REQUEST 1: Print the Oscar tweets article from "Show hosts James" to "also social media’s.".

PASSAGE:
%%

Oscars: Top 10 tweets of the night

Feb. 27, 2011 | 0 Comments

Show hosts James Franco, left, and Anne Hathaway are seen during the 83rd Academy Awards on Sunday, Feb. 27, 2011, in the Hollywood section of Los Angeles. —AP Photo/Mark J. Terrill

BY JAKE COYLE / Associated Press

As much competition as there is at the Academy Awards, Oscar night on Twitter is far more cacophonous.

Social network traffic soars during the Oscars, as viewers compare notes on the broadcast. The Academy Awards might be “movie’s biggest night,” but it’s also social media’s.

Multitasking co-host James Franco tweeted from backstage. Mark Ruffalo, nominated for best supporting actor in “The Kids Are All Right,” even tweeted his acceptance speeches hours before the ceremony, listing his thank-you’s since he didn’t expect to win.

But Twitter is ultimately for the onlookers, outsiders and comedians. Here are 10 of the best Oscar tweets from Sunday night:

“Is it me or does it look like James Franco would cut his arm off to get out of hosting the Oscars?”
— Kevin Nealon, comedian

“Watching the Oscars. Not crazy about the womb Natalie Portman’s baby chose to wear.”
— Conan O’Brien, late-night host

“I might switch over to the Puppy Bowl.”

%%

TASK INPUTS:
%%

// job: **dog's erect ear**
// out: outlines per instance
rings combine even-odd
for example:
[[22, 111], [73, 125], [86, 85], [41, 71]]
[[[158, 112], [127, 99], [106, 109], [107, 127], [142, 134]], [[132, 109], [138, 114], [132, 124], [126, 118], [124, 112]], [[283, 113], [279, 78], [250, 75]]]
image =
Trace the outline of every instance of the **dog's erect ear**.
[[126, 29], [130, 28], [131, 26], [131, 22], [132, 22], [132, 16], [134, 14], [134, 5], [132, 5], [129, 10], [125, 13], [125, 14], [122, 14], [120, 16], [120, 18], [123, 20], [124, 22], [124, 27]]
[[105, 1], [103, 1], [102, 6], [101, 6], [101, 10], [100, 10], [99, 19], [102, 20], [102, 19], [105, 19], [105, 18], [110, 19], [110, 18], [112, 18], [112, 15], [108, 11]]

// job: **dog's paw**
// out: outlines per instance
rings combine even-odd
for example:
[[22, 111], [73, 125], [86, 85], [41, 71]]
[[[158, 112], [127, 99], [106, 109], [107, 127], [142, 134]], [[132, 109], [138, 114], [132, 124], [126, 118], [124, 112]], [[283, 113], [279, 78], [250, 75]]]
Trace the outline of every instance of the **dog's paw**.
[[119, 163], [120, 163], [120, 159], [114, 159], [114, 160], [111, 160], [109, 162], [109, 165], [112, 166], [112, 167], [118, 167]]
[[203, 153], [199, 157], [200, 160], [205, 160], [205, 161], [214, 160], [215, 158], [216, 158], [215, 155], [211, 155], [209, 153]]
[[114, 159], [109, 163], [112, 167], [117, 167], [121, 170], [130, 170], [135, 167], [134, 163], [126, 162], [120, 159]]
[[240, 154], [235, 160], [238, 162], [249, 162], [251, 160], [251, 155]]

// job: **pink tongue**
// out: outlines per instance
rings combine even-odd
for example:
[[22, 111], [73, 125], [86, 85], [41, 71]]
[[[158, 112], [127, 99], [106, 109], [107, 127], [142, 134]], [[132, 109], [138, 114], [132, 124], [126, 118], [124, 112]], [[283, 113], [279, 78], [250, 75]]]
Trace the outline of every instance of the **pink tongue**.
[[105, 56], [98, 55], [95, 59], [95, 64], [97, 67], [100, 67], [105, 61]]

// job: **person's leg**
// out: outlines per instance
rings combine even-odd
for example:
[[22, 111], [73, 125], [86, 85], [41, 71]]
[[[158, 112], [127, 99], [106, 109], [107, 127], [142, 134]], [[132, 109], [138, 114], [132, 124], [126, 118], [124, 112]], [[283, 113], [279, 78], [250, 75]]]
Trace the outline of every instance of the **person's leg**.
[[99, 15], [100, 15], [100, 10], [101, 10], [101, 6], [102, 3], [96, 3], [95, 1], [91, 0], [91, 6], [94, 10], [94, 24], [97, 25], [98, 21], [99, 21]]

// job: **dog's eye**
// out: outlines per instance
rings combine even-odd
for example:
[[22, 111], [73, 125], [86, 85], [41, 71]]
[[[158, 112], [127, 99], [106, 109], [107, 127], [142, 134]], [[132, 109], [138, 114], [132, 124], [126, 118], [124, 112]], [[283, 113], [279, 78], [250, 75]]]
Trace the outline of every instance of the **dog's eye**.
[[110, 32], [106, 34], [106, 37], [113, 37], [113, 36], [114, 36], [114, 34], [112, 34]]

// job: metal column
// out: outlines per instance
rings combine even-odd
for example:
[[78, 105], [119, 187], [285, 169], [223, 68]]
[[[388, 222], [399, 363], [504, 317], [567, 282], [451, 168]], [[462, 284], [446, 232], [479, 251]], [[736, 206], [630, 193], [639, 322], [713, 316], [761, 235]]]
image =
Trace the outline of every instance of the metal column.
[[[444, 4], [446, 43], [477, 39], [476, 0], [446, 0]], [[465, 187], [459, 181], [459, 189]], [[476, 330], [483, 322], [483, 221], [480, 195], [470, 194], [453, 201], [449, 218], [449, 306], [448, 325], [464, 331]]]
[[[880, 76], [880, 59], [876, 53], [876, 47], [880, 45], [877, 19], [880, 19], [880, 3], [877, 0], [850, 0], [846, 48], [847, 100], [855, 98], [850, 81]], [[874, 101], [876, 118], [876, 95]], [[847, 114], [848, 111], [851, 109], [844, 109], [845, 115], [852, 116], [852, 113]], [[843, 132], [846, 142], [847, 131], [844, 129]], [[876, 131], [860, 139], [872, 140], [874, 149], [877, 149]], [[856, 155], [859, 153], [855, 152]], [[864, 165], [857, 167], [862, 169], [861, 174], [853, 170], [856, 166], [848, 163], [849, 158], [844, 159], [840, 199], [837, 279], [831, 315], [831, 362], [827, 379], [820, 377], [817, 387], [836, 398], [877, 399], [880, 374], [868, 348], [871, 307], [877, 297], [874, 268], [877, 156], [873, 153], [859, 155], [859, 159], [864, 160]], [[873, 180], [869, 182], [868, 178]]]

%%

REQUEST 2: Rewrite the entries from their start through the line containing "15], [108, 11]]", replacing "erect ear" with "pointed ear" and leaving everything else unchanged. Give only those lines.

EXERCISE RESPONSE 1:
Show hosts James Franco, left, and Anne Hathaway are seen during the 83rd Academy Awards on Sunday, Feb. 27, 2011, in the Hollywood section of Los Angeles. —AP Photo/Mark J. Terrill

BY JAKE COYLE / Associated Press

As much competition as there is at the Academy Awards, Oscar night on Twitter is far more cacophonous.

Social network traffic soars during the Oscars, as viewers compare notes on the broadcast. The Academy Awards might be “movie’s biggest night,” but it’s also social media’s.

EXERCISE RESPONSE 2:
// job: **dog's pointed ear**
// out: outlines per instance
rings combine even-odd
for example:
[[22, 111], [73, 125], [86, 85], [41, 71]]
[[[158, 112], [127, 99], [106, 109], [107, 127], [142, 134]], [[132, 109], [138, 114], [132, 124], [126, 118], [124, 112]], [[283, 113], [279, 78], [250, 75]]]
image =
Trace the outline of every instance of the **dog's pointed ear**.
[[126, 29], [130, 28], [131, 26], [131, 22], [132, 22], [132, 16], [134, 14], [134, 5], [132, 5], [129, 10], [125, 13], [125, 14], [122, 14], [120, 16], [120, 18], [123, 20], [124, 22], [124, 27]]
[[105, 1], [103, 1], [102, 6], [101, 6], [101, 10], [100, 10], [99, 19], [102, 20], [102, 19], [105, 19], [105, 18], [110, 19], [110, 18], [112, 18], [112, 15], [108, 11]]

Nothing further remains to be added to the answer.